____ Source text

Taking stock of the new abnormal

A doctor, a politician and a talk-show jock walk into a bar ...

Except that the bar isn’t open, because of COVID-19, which the talk-show host insists is a hoax, and which the politician says is improving so much that the bar, along with all other businesses, should open. The doctor, who’s been working 12-hour days for weeks supervising other exhausted health-care workers in a system stretched to breaking, insists the pandemic isn’t a hoax, of course, and that it’s far from over. And that the three — standing more than six feet apart — should all be heading home rather than off to a bar together.

Zooming can be fun, for a session or two. But if we start getting used to it, it's an indication of how weird these times truly are.

Let us count the ways.

It is truly odd that we now cross the street when we see one another out walking, that grandparents can't hug their own grandchildren, that we live at a time when the future of live concerts, sporting events, and other group activities may be gawked at some day in museums as relics of a quaint, forgotten past. Like recalling having to go on expeditions hunting for toilet-paper.

Not even to mention the looneyness of contemplating a future without movie theaters, concert halls, stadiums, school or college classrooms, live parties or dances, kids' play dates, teens or young adults dating, hugs, handshakes ...

________

▶ _Your instructions_: Reproduce the stretch of the piece on the pandemic's "new abnormal" from "Zooming can be" through "hunting for toilet-paper.".

____ Given records

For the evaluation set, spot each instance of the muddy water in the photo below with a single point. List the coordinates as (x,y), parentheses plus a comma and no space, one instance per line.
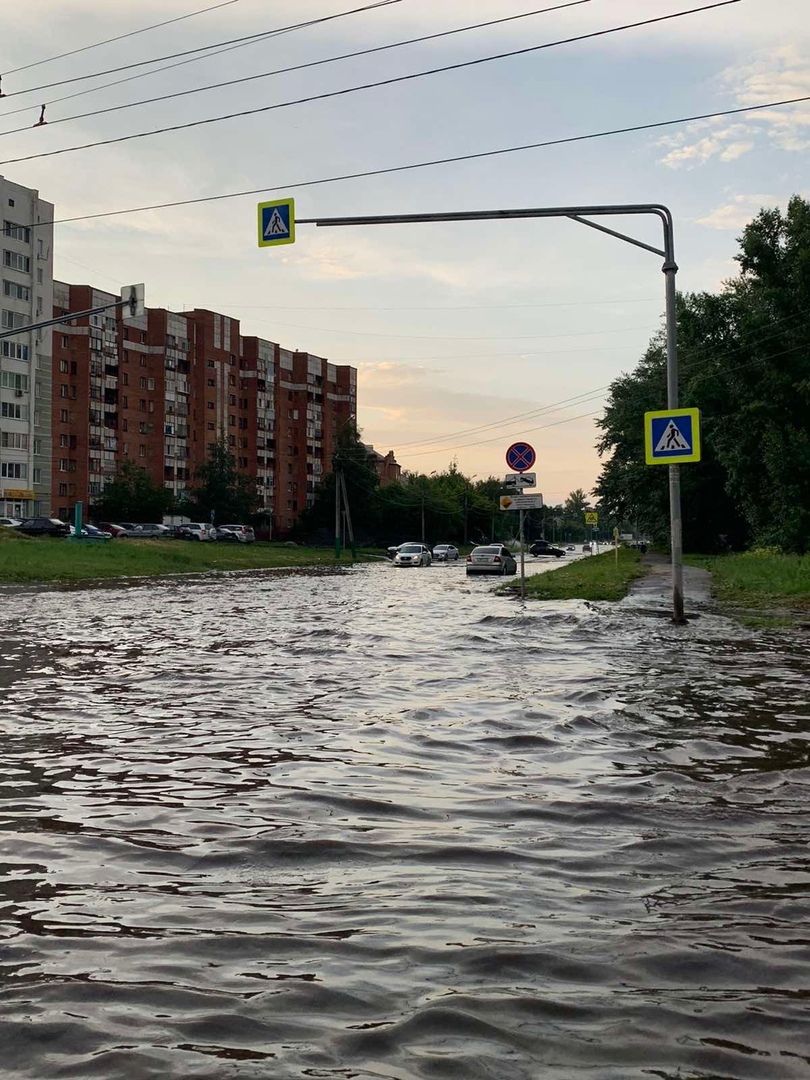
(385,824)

________
____ Given records

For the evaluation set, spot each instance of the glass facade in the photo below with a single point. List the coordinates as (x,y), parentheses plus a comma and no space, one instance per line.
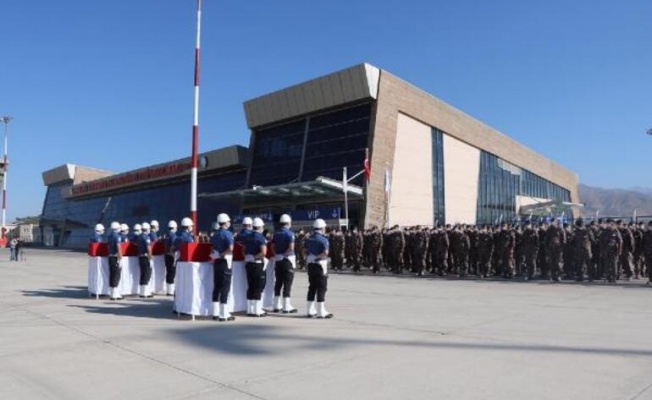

________

▶ _Your response_:
Zooming can be fun, for a session or two. But if we start getting used to it, it's an indication of how weird these times truly are.

Let us count the ways.

It is truly odd that we now cross the street when we see one another out walking, that grandparents can't hug their own grandchildren, that we live at a time when the future of live concerts, sporting events, and other group activities may be gawked at some day in museums as relics of a quaint, forgotten past. Like recalling having to go on expeditions hunting for toilet-paper.